### [Given problem]
Copy out the lines from the one containing "Where in this photo can the white peony" through the last line, both included, with the requests kept, and shift every coordinate in the answers by adding 71 to it.

-- Start Data listing --

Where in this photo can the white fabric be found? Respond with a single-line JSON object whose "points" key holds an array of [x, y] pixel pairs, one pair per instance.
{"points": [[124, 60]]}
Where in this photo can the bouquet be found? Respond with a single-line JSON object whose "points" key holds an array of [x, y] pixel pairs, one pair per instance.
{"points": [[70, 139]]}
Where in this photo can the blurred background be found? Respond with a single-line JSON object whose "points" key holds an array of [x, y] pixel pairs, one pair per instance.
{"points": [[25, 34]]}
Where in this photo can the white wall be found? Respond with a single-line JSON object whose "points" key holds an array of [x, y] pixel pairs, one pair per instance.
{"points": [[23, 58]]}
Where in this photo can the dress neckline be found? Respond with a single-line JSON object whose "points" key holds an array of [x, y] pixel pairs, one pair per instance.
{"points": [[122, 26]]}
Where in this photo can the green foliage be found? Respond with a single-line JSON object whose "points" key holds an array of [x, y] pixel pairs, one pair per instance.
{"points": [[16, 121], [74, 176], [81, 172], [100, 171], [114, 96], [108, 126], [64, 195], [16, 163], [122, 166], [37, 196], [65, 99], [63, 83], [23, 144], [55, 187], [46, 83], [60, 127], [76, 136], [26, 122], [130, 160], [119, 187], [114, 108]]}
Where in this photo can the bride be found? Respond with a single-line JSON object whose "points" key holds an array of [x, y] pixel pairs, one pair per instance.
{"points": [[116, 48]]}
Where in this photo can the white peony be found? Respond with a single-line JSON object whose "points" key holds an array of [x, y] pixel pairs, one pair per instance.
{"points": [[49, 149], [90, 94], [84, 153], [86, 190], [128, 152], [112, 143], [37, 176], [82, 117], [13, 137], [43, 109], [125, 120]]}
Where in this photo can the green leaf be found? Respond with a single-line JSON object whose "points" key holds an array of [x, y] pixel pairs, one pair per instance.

-- End Data listing --

### [Answer to the problem]
Where in this photo can the white peony be found? Respond with a single-line JSON object whose "points" key holds an array of [x, y] pixel pairs, one pair per instance.
{"points": [[120, 220], [161, 165], [155, 224], [157, 261], [199, 223], [183, 214], [108, 247], [153, 188], [84, 208], [114, 180], [196, 191]]}
Where in this photo can the green leaf be found? Respond with a single-line JSON object whose "points" key holds an array of [x, y] pixel pairs, one pair per instance.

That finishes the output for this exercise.